Material for the task:
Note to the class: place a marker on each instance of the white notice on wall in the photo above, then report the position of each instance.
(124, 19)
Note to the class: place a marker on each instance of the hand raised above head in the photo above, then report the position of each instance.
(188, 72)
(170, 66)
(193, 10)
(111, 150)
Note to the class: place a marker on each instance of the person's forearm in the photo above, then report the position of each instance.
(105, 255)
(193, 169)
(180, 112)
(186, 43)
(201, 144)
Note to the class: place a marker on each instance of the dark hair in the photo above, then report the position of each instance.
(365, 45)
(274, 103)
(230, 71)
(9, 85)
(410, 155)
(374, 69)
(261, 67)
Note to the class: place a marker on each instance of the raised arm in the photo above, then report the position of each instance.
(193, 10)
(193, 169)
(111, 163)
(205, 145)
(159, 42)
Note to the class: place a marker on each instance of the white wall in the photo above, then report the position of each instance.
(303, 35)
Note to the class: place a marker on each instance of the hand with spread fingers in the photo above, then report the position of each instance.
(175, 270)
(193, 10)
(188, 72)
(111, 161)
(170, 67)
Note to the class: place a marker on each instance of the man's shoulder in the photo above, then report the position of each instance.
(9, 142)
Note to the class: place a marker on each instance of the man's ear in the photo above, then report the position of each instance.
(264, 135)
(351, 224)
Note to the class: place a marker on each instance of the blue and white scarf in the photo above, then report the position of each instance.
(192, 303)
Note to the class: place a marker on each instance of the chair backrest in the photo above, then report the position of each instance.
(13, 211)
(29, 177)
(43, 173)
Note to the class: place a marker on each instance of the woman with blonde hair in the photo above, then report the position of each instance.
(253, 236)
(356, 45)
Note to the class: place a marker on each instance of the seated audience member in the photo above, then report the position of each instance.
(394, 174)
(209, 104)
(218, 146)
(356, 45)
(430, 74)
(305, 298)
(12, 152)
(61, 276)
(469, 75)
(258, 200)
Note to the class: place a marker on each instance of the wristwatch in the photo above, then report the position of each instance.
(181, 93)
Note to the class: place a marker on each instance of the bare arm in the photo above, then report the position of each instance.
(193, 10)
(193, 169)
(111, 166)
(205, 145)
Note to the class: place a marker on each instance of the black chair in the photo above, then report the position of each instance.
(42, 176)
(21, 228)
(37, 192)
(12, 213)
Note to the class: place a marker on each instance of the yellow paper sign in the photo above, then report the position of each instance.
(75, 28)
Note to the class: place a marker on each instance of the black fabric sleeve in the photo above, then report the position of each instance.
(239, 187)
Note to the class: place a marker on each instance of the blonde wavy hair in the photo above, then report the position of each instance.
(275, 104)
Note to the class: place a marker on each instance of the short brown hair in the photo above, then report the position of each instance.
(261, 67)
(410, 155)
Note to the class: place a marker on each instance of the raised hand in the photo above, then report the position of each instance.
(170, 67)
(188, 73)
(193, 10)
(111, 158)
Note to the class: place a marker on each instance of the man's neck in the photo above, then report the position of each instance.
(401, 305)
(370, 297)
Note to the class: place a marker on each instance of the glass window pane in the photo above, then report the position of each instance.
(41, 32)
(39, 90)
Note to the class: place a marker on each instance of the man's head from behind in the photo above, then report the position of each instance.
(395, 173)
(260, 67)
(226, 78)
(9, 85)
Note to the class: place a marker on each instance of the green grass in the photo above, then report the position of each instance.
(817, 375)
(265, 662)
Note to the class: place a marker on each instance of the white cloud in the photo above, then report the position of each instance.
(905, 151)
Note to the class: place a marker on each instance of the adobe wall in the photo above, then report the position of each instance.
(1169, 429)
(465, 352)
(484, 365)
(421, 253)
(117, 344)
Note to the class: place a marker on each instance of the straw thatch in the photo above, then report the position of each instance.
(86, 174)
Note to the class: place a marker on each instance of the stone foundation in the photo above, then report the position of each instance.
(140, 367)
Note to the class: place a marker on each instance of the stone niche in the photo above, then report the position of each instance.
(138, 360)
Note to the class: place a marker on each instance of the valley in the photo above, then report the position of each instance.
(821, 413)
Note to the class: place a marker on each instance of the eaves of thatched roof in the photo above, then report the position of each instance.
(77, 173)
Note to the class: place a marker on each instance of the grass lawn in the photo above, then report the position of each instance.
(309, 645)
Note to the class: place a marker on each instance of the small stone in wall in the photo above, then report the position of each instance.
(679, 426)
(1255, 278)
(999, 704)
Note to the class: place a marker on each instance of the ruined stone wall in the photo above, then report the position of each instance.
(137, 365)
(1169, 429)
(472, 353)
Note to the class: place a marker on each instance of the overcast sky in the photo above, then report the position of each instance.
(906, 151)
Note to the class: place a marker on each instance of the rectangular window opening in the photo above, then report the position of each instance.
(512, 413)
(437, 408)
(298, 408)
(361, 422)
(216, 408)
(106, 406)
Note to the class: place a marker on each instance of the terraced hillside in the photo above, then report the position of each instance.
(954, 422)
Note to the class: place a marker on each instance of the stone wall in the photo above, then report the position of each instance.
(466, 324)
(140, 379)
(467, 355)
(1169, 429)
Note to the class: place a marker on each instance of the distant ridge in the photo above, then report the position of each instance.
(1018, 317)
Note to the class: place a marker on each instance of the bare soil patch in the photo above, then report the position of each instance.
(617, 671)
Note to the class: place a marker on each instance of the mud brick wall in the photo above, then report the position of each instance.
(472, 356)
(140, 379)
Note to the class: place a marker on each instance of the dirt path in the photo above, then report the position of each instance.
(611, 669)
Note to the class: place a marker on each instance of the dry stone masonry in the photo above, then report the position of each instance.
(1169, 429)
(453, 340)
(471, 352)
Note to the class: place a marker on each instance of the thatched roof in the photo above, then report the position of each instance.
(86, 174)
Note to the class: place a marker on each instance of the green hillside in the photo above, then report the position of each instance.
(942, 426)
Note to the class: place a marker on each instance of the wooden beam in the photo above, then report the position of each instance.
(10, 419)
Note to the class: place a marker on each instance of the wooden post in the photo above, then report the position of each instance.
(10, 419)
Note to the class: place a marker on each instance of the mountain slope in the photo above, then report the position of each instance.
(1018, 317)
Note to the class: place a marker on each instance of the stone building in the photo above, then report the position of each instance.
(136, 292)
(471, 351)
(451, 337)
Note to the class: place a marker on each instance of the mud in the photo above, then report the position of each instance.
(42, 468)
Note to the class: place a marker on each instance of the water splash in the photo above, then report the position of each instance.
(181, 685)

--

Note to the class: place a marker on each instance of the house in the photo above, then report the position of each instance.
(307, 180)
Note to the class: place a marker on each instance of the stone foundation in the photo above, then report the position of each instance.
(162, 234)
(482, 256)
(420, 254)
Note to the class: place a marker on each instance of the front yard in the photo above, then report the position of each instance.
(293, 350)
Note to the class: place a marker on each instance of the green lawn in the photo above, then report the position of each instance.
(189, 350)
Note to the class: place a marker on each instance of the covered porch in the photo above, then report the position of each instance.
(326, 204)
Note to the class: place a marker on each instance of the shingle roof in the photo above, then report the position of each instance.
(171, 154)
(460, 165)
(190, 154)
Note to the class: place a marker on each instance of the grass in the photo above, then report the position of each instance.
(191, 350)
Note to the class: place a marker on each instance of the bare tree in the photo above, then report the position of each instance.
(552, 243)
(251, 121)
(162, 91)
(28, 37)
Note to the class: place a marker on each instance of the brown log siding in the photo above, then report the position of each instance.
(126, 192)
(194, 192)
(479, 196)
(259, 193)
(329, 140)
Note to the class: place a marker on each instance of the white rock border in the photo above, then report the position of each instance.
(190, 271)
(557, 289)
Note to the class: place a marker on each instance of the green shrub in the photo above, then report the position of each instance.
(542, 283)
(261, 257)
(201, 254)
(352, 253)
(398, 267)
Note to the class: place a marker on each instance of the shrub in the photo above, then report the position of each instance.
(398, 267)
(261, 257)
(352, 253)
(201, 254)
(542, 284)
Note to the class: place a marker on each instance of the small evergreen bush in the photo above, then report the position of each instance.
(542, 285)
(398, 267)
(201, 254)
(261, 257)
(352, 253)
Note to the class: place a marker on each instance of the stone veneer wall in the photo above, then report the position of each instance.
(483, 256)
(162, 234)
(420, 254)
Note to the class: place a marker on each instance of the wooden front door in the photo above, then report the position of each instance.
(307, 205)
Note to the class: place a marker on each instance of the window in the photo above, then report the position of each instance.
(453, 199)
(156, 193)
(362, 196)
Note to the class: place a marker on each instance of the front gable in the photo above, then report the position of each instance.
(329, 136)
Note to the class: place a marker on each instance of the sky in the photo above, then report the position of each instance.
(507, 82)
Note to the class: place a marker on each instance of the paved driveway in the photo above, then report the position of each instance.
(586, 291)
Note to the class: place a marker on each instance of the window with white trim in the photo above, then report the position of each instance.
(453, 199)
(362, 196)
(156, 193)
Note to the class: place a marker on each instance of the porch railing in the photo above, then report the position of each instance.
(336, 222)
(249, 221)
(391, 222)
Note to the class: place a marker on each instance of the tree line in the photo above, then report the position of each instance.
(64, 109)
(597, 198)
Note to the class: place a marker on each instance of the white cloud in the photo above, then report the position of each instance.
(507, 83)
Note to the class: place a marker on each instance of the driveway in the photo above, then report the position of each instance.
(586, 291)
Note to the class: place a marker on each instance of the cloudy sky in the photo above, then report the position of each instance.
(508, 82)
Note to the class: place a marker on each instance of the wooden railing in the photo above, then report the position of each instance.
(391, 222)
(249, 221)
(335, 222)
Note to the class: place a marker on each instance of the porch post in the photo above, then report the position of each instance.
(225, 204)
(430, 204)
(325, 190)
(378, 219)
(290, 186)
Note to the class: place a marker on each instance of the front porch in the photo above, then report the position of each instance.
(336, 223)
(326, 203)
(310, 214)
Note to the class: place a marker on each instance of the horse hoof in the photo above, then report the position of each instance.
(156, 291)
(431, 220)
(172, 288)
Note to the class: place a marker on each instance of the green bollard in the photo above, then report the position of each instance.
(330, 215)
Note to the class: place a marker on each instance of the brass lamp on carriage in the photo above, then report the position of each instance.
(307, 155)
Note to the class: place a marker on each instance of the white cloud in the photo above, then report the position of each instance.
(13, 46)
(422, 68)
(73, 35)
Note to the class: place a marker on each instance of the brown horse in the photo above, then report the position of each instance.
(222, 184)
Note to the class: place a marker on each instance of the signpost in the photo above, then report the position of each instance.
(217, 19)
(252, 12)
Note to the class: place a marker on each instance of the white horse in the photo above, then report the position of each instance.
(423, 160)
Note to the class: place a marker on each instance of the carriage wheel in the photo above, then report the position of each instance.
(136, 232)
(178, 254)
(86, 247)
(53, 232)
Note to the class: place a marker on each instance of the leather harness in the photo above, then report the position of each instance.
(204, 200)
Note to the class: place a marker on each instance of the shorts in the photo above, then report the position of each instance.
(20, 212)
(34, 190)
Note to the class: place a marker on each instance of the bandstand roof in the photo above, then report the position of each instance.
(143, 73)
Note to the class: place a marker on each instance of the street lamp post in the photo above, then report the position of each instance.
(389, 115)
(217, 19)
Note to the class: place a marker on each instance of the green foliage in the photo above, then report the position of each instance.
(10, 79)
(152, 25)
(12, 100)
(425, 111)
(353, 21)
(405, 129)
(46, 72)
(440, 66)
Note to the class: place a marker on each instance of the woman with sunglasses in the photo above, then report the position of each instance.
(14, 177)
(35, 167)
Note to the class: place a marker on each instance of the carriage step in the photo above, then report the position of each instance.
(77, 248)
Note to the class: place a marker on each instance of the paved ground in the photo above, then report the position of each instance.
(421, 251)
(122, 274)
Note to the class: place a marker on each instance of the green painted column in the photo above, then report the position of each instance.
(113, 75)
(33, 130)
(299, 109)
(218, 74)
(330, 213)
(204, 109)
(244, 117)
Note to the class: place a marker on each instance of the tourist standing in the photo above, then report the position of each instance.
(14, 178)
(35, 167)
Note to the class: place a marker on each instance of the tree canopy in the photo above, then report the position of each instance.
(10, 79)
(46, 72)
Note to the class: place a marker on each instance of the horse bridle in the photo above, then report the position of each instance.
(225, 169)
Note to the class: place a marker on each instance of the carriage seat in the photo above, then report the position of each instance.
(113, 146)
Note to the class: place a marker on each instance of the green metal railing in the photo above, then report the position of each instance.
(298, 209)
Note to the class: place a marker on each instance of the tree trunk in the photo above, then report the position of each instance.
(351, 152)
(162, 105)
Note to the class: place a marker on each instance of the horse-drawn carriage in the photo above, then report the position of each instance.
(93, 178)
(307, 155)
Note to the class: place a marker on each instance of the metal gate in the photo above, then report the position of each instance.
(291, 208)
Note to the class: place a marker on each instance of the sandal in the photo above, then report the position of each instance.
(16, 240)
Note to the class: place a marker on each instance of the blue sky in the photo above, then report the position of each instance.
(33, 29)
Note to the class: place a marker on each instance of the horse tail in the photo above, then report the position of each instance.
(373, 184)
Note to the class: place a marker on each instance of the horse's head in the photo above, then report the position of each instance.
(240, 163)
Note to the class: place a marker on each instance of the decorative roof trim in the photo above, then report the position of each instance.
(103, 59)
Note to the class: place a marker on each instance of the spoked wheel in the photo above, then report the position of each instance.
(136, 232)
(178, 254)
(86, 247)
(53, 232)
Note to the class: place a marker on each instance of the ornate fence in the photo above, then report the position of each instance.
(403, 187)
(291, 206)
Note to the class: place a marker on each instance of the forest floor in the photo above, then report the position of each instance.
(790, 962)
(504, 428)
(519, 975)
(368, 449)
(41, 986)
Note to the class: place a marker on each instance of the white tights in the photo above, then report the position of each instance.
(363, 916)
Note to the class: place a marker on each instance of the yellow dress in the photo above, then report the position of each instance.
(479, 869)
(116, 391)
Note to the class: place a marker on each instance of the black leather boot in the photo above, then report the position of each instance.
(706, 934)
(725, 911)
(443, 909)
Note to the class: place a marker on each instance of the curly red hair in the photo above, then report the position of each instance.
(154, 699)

--

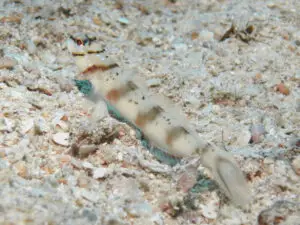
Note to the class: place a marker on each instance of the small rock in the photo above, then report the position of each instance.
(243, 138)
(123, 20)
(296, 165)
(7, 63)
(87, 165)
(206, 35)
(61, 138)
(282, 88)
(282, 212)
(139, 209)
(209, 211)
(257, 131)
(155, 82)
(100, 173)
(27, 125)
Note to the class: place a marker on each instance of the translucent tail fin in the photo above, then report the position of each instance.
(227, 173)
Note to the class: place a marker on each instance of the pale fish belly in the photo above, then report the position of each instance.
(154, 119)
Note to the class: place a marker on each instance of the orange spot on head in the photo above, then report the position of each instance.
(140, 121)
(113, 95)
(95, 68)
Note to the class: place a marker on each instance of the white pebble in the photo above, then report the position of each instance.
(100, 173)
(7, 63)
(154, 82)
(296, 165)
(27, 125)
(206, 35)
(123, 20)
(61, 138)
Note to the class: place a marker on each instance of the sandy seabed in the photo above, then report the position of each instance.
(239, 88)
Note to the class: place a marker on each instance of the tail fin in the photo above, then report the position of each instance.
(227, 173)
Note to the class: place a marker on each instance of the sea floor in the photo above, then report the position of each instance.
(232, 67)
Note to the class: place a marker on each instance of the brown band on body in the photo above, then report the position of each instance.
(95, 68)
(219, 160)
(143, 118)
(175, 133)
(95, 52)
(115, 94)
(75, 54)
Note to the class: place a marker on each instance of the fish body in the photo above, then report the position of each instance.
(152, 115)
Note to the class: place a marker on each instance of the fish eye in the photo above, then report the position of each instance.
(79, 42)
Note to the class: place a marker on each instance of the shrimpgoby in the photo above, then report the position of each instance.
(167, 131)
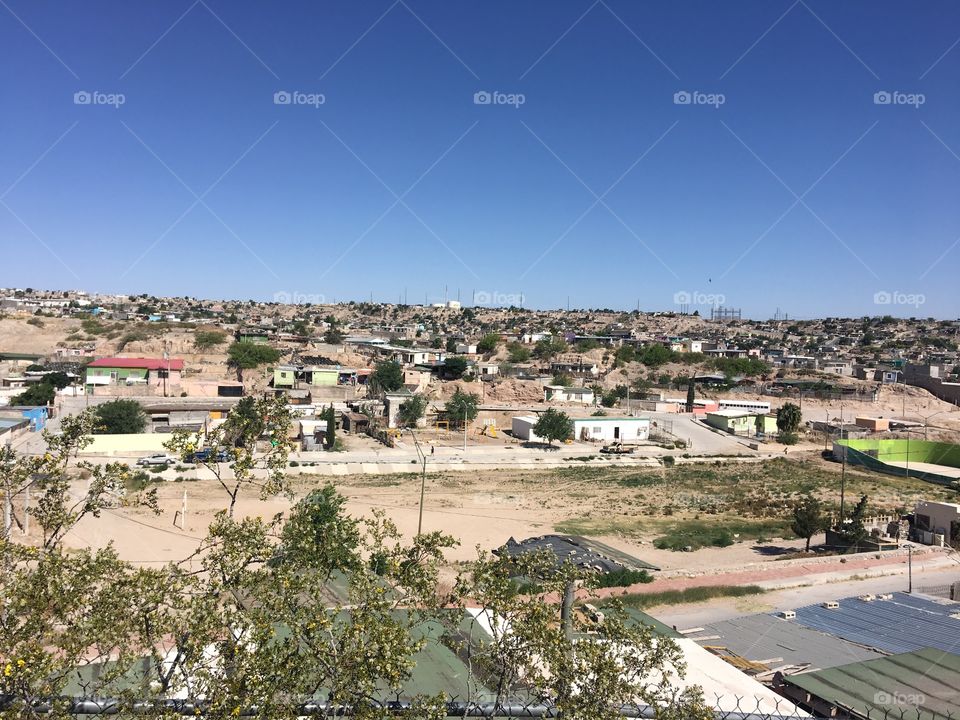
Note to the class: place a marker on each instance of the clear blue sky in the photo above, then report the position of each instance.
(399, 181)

Exercise instructions: Extract every line of the records that contains the word "blonde", copying each one in full. Case counts.

Correct response:
Note to the class: place a marker on each instance of the woman with blonde hair in the photo above, then report the position of each instance.
Note to the class: place a marker on each instance of the blonde wavy hair in the photo above, then report the position of each instance.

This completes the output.